It Doesn’t Work That Way

Legislation interfering with a municipal election does not violate freedom of expression ― contrary to what an Ontario judge has found

Last week was a busy one for me, as I was travelling to, around, and from Western Canada, having a good time, and giving five talks in four days, but the rest of the Canadian constitutional law world had an even busier one, courtesy of Justice Belobaba of Ontario’s Superior Court, and Doug Ford, its Premier. The former delivered a judgment invalidating the reduction, a mere two months before an election, of the number of seats on the Toronto city council: Toronto (City) v Ontario (Attorney-General), 2018 ONSC 5151. The latter responded to this judgment by bringing forward legislation that will invoke section 33 of the Charter, and allow the election to go ahead notwithstanding the fact that, according to Justice Belobaba anyway, holding it in this manner violates the freedom of expression. The Twitterverse was all atwitter; the commentariat commented; professors professed various shades of disbelief and indignation.

It would not be possible for me to recap and respond to everything, but I do want to make some observations ― even at the risk of repeating things that have already been said, and that I have missed. In this post, I will address Justice Belobaba’s reasoning. I will post separately on the use of the “notwithstanding clause” by Ontario’s legislature ― and some of the responses to it by commentators. Co-blogger Mark Mancini made a number of important points on both issues in an excellent (as always) post last week, and I largely agree with him. In particular, when it comes to Justice Belobaba’s decision, Mark is right that it “massages a chosen constitutional right” so as to “best achieve [the] result” it is after ― constitutional text and doctrine be damned. Here are some additional reasons why.

▶ _CHALLENGE 1_
In the blog post on the Toronto council ruling, which section of the Charter will the legislation brought forward by Doug Ford invoke?
▶ _CHALLENGE 2_
Say whether each statement agrees with the blog post on the Toronto council ruling, and support each answer with the deciding words of the blog post: (a) Justice Belobaba's judgment invalidated the reduction in the number of seats on the Toronto city council. (b) The writer will discuss the Ontario legislature's use of the notwithstanding clause later in this same post. (c) The writer largely disagrees with Mark Mancini.
▶ _CHALLENGE 3_
Pick up the blog post on the Toronto council ruling after its last sentence and write the paragraph that comes next.

▶ _INFORMATION SHOWN_
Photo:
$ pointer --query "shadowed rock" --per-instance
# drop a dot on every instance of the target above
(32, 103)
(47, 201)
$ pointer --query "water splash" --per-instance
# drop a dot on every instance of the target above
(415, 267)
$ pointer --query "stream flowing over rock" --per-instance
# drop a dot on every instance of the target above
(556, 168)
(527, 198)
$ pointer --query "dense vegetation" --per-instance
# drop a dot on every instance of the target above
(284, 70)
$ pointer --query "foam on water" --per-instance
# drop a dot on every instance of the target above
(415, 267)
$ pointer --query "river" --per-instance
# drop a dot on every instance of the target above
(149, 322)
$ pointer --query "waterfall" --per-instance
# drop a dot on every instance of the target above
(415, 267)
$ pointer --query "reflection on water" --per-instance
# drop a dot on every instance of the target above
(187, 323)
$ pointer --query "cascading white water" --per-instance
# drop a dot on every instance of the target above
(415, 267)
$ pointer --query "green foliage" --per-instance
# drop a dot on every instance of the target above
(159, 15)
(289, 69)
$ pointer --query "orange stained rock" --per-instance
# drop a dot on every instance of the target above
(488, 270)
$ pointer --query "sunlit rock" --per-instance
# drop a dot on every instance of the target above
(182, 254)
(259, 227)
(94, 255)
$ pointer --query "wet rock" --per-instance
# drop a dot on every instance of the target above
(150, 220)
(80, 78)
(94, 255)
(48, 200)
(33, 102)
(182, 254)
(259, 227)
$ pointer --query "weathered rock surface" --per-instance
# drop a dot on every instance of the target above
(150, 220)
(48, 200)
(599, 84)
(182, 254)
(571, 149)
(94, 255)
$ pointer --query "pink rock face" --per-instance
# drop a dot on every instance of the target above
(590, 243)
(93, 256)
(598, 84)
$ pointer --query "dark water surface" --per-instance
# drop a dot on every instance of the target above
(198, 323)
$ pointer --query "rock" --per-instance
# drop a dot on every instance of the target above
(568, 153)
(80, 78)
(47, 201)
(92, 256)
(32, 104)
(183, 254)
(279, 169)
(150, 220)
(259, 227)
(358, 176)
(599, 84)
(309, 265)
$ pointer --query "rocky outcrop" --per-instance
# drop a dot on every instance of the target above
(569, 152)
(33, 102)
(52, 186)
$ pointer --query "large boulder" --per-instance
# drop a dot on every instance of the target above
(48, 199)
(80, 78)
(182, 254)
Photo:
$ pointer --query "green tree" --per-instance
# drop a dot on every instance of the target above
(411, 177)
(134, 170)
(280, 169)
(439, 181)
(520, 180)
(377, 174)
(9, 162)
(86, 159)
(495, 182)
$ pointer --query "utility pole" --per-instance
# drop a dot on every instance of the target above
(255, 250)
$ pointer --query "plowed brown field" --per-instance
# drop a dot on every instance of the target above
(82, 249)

▶ _WRITTEN ANSWER 1_
Section 33

▶ _WRITTEN ANSWER 2_
(a) Yes: "The former delivered a judgment invalidating the reduction, a mere two months before an election, of the number of seats on the Toronto city council"
(b) No: "I will post separately on the use of the “notwithstanding clause” by Ontario’s legislature"
(c) No: "and I largely agree with him"

▶ _WRITTEN ANSWER 3_
One thing I’d note is that the descriptions ― common in the media as well as in Justice Belobaba’s reasons ― of the redesign of the Toronto Council as having been imposed “in the middle of the city’s election” [6] need to be put into perspective. The legislation received royal assent almost 70 days before the voting was to take place. The time remaining in the election campaign was identical almost to the day to the duration of the last federal campaign ― whose length was unprecedented and, pretty much everyone agrees, quite excessive. No doubt federal and municipal elections are very different beasts; but we should perhaps hesitate before accepting the claim that the provincial legislation effectively subverted the voting process in Toronto.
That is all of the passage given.